(Recorded data)
• • • • •

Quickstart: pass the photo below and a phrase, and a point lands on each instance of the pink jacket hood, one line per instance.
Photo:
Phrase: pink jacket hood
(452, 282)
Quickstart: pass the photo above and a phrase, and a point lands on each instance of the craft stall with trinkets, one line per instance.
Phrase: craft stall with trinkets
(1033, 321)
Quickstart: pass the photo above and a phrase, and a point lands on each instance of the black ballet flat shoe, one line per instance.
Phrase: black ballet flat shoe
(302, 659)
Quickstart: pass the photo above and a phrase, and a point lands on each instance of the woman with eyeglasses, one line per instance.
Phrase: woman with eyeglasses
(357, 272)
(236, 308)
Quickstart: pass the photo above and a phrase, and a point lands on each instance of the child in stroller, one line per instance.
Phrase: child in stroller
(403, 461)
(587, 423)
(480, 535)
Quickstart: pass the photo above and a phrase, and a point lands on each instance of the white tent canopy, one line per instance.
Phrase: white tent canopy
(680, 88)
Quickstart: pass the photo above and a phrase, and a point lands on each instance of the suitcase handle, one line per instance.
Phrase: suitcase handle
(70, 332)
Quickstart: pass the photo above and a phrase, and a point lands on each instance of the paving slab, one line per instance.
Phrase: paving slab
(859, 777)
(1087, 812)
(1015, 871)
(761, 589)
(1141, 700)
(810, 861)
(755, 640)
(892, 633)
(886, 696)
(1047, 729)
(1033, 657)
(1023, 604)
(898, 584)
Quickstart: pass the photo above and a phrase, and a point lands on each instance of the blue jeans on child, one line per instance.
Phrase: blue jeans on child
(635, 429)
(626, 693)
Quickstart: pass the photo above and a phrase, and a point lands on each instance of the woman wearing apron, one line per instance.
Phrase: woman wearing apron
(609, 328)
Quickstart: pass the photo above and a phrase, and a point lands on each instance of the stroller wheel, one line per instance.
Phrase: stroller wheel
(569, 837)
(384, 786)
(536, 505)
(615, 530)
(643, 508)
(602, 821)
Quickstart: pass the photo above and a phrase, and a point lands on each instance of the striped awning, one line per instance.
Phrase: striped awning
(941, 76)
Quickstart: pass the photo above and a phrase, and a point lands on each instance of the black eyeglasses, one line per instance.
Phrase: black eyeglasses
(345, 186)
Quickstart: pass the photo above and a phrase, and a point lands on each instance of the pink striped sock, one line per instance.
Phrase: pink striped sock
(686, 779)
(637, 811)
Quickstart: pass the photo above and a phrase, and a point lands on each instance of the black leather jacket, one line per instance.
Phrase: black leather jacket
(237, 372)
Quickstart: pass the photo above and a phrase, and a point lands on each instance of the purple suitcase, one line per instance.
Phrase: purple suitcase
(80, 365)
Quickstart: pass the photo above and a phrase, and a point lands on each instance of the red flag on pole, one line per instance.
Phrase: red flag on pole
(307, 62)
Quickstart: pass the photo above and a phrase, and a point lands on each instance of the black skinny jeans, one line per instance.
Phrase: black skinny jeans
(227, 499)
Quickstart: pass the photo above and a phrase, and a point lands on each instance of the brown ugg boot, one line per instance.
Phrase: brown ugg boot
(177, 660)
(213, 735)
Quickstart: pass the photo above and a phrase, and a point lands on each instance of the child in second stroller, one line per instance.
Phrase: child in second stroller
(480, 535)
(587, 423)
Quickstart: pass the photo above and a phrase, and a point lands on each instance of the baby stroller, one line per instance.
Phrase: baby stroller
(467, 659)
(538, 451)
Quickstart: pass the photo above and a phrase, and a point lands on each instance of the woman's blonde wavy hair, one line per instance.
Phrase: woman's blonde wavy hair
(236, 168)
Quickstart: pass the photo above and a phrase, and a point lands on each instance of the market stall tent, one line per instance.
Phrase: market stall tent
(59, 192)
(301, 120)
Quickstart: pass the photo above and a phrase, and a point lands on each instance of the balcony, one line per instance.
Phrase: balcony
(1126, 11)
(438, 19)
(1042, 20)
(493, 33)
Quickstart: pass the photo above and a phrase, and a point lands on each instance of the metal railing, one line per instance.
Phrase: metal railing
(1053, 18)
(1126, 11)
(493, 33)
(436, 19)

• • • • •

_WORK TO BE COMPLETED:_
Every line of the records should be reproduced exactly.

_SOLUTION TO THIS PROBLEM:_
Quickstart: pass the photo below and a phrase, and a point lands on each instance of the pink jacket hood, one line per instance.
Photo:
Phrase: pink jacket hood
(452, 282)
Quickstart: pass the photo above and a phrase, and a point lands on each instance of the craft stall with trinkets, one line per instance.
Phrase: craft stall with trinkets
(1033, 321)
Quickstart: pass the photo above and a phrase, and a point lands on each instance of the black ballet flat shoe, one line per instance.
Phrase: black ballet flat shoe
(302, 659)
Quickstart: pass the photo above and a phrase, and a point lands on each instance of the woman with eyeglasses, one line per instance.
Phrase: woman with eyeglasses
(357, 272)
(236, 308)
Quickstart: pass the photo above and a phrase, and a point lands on each instance of the child in stroller, one line per instance.
Phrase: child in stroller
(403, 461)
(587, 423)
(480, 535)
Quickstart: pass the photo above and a phrase, and a point lands on each instance of the white tent canopy, one line per instance.
Phrase: white tent canopy
(680, 88)
Quickstart: pass the photo above and a phrase, and a point lands on each instance of the suitcase handle, one line per instance.
Phrase: suitcase handle
(70, 332)
Quickstart: pass the photo above and a phrase, and a point lands on each instance of the paving slab, one line per instance.
Phrase: paving slab
(859, 777)
(1087, 812)
(1015, 871)
(761, 589)
(1141, 700)
(810, 861)
(755, 640)
(892, 633)
(886, 696)
(1047, 729)
(1033, 657)
(1023, 604)
(898, 584)
Quickstart: pass the photo above and a phrase, and a point lands on each instance of the blue jeans on child, one line per instance.
Phrase: blue jeans on child
(635, 429)
(626, 693)
Quickstart: pass the photo above and a phrase, and a point lands on each instance of the woman wearing apron, one line per instance.
Phrase: woman wearing apron
(609, 328)
Quickstart: pass the photo above and a phrase, and a point lands on each instance of the stroller wheel, one line per instance.
Phrase: stroller wheel
(569, 837)
(384, 786)
(536, 505)
(615, 530)
(643, 508)
(602, 821)
Quickstart: pass the photo above and a phrase, and a point lands on each instance of the striped awning, one line per instance.
Phrase: striped awning
(941, 76)
Quickstart: pass the photo above and a phrase, and a point lands on each instance of the black eyeglasses, one line per instance.
Phrase: black eyeglasses
(345, 186)
Quickstart: pass the photo above and a phrase, and a point lands on each instance of the pink striped sock, one line per instance.
Phrase: pink striped sock
(686, 779)
(637, 811)
Quickstart: pass the photo above and a phrase, and a point lands on each instance of the black leather jacket, one line per instance.
Phrase: black leather jacket
(237, 372)
Quickstart: pass the photo above and a phrase, and a point lands on each instance of the purple suitcase, one line per instance.
Phrase: purple suitcase
(80, 365)
Quickstart: pass the photo above and a phrase, and a point lands on each instance of the red flag on pole, one line per instance.
Phrase: red flag on pole
(307, 62)
Quickstart: pass the photo above and a phrase, and a point lands on each instance of the black skinny jeans, one line per instance.
Phrase: black skinny jeans
(227, 499)
Quickstart: pass the photo above and a phrase, and a point lands on each instance of the brown ugg boot, one line per instance.
Phrase: brown ugg boot
(177, 660)
(213, 735)
Quickstart: pass the photo above and a phrase, and a point lands on each instance of the child in second stroller, one line per instance.
Phrase: child in second stroller
(480, 535)
(587, 423)
Quickstart: pass the photo above and a phrase, and a point lands on each instance of the baby stroller, one line per instance.
Phrase: baby stroller
(467, 659)
(538, 451)
Quickstart: pass the photo above and a phrase, and a point lands on each instance of the woman's blonde wavy hair, one line per instance.
Phrase: woman's blonde wavy hair
(236, 168)
Quickstart: pass the photo above and a phrase, and a point lands on each instance of the market stall tent, one line per instance.
Phrase: market stall tent
(59, 192)
(301, 120)
Quickstart: pass the photo above and a phrase, and a point lands on each instance of the balcony, one line per instance.
Phrase: balcony
(1126, 11)
(438, 19)
(1042, 20)
(493, 33)
Quickstart: pass the photo above and a phrase, and a point lands on each instance of the metal railing, one line per instance.
Phrase: metal railing
(1053, 18)
(1126, 11)
(493, 33)
(436, 19)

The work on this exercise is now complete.